● **PROBLEM**: Each record should be copied exactly into the answer, and no picture should go with it.
**** ENTRIES SHOWN
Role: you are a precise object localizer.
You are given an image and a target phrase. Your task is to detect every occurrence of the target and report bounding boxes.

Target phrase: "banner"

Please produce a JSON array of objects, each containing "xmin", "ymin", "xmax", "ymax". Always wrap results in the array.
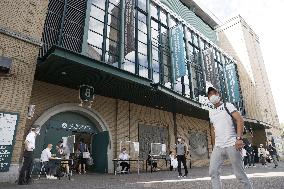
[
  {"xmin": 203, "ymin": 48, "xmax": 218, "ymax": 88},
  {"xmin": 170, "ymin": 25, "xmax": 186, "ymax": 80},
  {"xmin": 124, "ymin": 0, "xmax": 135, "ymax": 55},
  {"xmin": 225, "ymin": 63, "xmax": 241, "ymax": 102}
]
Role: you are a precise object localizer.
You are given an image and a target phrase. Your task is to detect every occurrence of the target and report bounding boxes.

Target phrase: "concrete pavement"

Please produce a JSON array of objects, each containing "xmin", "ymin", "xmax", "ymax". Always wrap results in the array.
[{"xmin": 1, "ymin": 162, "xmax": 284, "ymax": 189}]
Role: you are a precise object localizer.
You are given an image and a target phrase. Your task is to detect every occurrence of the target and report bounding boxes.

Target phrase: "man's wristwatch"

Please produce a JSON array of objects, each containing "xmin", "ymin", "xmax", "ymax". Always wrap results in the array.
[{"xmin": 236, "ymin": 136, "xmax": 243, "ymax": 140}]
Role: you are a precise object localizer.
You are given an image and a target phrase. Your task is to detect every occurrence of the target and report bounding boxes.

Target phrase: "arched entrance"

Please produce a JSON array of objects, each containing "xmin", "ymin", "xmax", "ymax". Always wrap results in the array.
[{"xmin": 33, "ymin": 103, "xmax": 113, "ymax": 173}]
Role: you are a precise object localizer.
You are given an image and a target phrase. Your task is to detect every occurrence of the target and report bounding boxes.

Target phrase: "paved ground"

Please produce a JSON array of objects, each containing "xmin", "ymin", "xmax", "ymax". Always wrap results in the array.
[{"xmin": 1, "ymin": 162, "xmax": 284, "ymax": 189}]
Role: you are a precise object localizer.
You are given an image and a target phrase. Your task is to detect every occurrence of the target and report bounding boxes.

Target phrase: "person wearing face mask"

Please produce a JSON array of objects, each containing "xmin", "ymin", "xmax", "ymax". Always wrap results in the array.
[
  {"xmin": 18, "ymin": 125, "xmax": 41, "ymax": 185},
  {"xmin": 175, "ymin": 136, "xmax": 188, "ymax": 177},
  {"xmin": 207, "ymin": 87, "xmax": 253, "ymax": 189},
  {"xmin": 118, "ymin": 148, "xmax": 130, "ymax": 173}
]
********
● **SOLUTION TO THE PROBLEM**:
Role: you are a precise object localizer.
You are given an image and a target phrase. Your task is to detect every occurrence of the target and report bounding boxes.

Target phrase: "banner"

Please produce a JSON array of objects, each containing "xmin", "ymin", "xmax", "ymax". Always wrap results in the array.
[
  {"xmin": 203, "ymin": 48, "xmax": 218, "ymax": 88},
  {"xmin": 170, "ymin": 25, "xmax": 186, "ymax": 80},
  {"xmin": 124, "ymin": 0, "xmax": 135, "ymax": 55},
  {"xmin": 225, "ymin": 63, "xmax": 241, "ymax": 102}
]
Role: you are a precise object localizer.
You are given an image and a target phrase. Your task is to detect every occurrence of the target and report bounding boxes.

Target phrase: "concrete pavement"

Please produce a JSON array of objects, each containing "xmin", "ymin", "xmax", "ymax". Always wrap results in the array.
[{"xmin": 1, "ymin": 162, "xmax": 284, "ymax": 189}]
Role: you are a precise object localizer.
You are given an image and a target phrase. Your task is to detect every occurrence of the target and report bounding boxes.

Target phrase: "man's wristwatch"

Please produce a JSON array of objects, each containing "xmin", "ymin", "xmax", "ymax". Always wrap results in the array.
[{"xmin": 236, "ymin": 136, "xmax": 243, "ymax": 140}]
Role: you are a precise object localizer.
You are given an image and a target phrase. Your task is to detect every occurrence of the target and report bounding boxes.

Target phrase: "arched entrance"

Please produce a JSON array of objects, each containing "xmin", "ymin", "xmax", "ymax". Always wrap results in the array.
[{"xmin": 33, "ymin": 103, "xmax": 113, "ymax": 173}]
Role: you are a precise object localizer.
You are given an image and a target phrase. Your task is to detect every occurrence of the target and report bounding boxes.

Target phrase: "paved ground"

Please produce a JSON array of objects, each containing "xmin", "ymin", "xmax", "ymax". Always wrap results in the array.
[{"xmin": 1, "ymin": 162, "xmax": 284, "ymax": 189}]
Role: you are a precise object localizer.
You are given an image and a target phrase. Your task is to detect every occurrence of the target and report bounding boxes.

Target phrase: "person wearing face mask"

Please produce a JSON array of objects, each containing "xmin", "ymin", "xmax", "ymax". Always wrap results in the array.
[
  {"xmin": 18, "ymin": 125, "xmax": 41, "ymax": 185},
  {"xmin": 175, "ymin": 136, "xmax": 188, "ymax": 177},
  {"xmin": 207, "ymin": 87, "xmax": 253, "ymax": 189},
  {"xmin": 118, "ymin": 148, "xmax": 130, "ymax": 173}
]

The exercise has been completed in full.